╭─ Provided information
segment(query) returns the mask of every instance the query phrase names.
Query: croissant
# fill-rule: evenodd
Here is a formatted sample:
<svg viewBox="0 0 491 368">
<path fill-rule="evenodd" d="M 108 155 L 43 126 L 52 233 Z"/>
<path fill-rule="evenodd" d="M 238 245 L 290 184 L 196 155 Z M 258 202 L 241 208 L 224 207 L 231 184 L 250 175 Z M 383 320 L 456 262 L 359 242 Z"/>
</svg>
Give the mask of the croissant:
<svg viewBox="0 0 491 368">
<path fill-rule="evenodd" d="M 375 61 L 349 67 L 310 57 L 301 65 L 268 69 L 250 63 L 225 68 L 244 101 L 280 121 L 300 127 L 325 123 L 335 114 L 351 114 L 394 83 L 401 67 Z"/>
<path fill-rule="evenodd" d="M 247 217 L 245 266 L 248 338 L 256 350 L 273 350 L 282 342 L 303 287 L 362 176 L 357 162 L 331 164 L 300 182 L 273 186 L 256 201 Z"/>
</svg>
╰─
__What is needed__. Please retype all of the rows above exactly as they appear.

__Task result__.
segment(query) returns the mask of every instance the query phrase names.
Query: croissant
# fill-rule: evenodd
Here is a formatted sample:
<svg viewBox="0 0 491 368">
<path fill-rule="evenodd" d="M 108 155 L 43 126 L 52 233 Z"/>
<path fill-rule="evenodd" d="M 238 245 L 290 184 L 196 155 Z M 258 202 L 241 208 L 224 207 L 231 184 L 250 175 Z M 383 320 L 456 262 L 359 242 Z"/>
</svg>
Give the mask of the croissant:
<svg viewBox="0 0 491 368">
<path fill-rule="evenodd" d="M 375 61 L 349 67 L 310 57 L 301 65 L 268 69 L 250 63 L 225 68 L 244 101 L 280 121 L 300 127 L 325 123 L 335 114 L 351 114 L 394 83 L 401 67 Z"/>
<path fill-rule="evenodd" d="M 247 217 L 245 266 L 248 338 L 256 350 L 273 350 L 282 342 L 303 287 L 362 176 L 357 162 L 331 164 L 300 182 L 273 186 L 256 201 Z"/>
</svg>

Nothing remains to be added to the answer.